What needs to be done: Quote the pageant love-lessons article word for word, beginning at "Lipstick, butt glue" and stopping after "the total package.".

7 Love Lessons I Learned From Being A Former Beauty Pageant Queen
Want to catch his eye? A sprinkle of glitz and glamour will do.
Lipstick, butt glue and evening gowns — ah, those were the days of the glitz and glam in the world of beauty pageants. Many former misses, myself included, attribute beauty pageants to professional and personal success.
But what about success in other areas of life, like love? Interestingly, the two things aren't that different: beauty pageants and dating both include competing with other women, being your best self, and knowing how to talk to people.
So if the two things are so similar, could you learn how to get a guy to like you by applying one to the other? The short answer? Yes! But instead of following your conventional dating advice, here are seven things you can learn about finding love and a relationship from the world of tiaras and sashes.
1. It's about the total package.
In my day (circa 1990 to 2004), the most beautiful girl usually didn't win; the woman who was best all-around did. If a woman had grace, great speaking ability, style, talent, beauty and personality, she would take home the crown.
The same is true when it comes to guys — unless a man is weighing one "area of competition" such as physical beauty higher than others. If that's the case, he's definitely more of a Miss USA judge, which focuses mostly on beauty and sex appeal, versus a Miss America judge, which has a higher emphasis on talent and being a well-rounded woman.
2. Win the interview, win the pageant.
It's a long-rumored theory that if a girl has the strongest interview in the group, all of a sudden, the judges will like everything else about her. Meaning, if you win a guy over with your personality, a guy will be more likely to fall in love with everything else you have to offer, too.
But beware the dark horse: unsuspected competition. This can be a female's best friend, or someone who you might never have thought was even his type.
3. Winning Miss Congeniality doesn't hurt.
Don't get me wrong: there are a lot of jerks out there who make being nice very difficult in ugly situations. But, in my experience, the moment you get messy, men try to switch the situation around on you, even if they're the catalyst (read: confront a guy about not solidifying date plans, and now you're "crazy").

Material provided:
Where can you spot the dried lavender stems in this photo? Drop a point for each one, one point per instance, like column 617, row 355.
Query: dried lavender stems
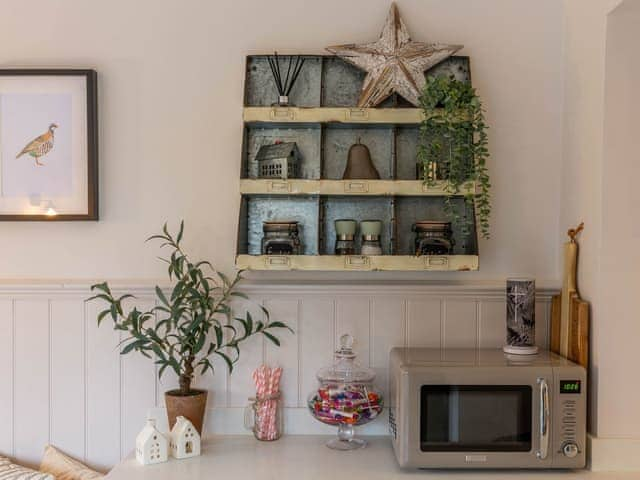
column 284, row 88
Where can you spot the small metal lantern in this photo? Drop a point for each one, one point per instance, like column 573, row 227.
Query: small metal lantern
column 281, row 238
column 279, row 160
column 433, row 238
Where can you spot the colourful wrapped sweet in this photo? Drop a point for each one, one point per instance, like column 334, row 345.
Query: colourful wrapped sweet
column 346, row 397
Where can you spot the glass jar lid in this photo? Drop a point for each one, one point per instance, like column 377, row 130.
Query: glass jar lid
column 345, row 369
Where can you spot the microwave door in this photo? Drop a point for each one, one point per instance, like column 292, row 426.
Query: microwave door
column 492, row 417
column 476, row 418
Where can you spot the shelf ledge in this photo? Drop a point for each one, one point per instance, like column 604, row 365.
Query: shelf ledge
column 348, row 187
column 357, row 262
column 335, row 115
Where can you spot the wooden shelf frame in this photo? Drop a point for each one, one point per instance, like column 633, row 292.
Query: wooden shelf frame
column 358, row 262
column 348, row 187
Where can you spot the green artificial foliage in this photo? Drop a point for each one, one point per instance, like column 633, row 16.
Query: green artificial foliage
column 190, row 324
column 453, row 147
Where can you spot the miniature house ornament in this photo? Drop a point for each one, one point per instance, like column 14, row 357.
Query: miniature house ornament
column 151, row 445
column 185, row 440
column 394, row 63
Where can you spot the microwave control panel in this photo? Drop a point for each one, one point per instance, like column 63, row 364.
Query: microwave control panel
column 570, row 419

Task response:
Lipstick, butt glue and evening gowns — ah, those were the days of the glitz and glam in the world of beauty pageants. Many former misses, myself included, attribute beauty pageants to professional and personal success.
But what about success in other areas of life, like love? Interestingly, the two things aren't that different: beauty pageants and dating both include competing with other women, being your best self, and knowing how to talk to people.
So if the two things are so similar, could you learn how to get a guy to like you by applying one to the other? The short answer? Yes! But instead of following your conventional dating advice, here are seven things you can learn about finding love and a relationship from the world of tiaras and sashes.
1. It's about the total package.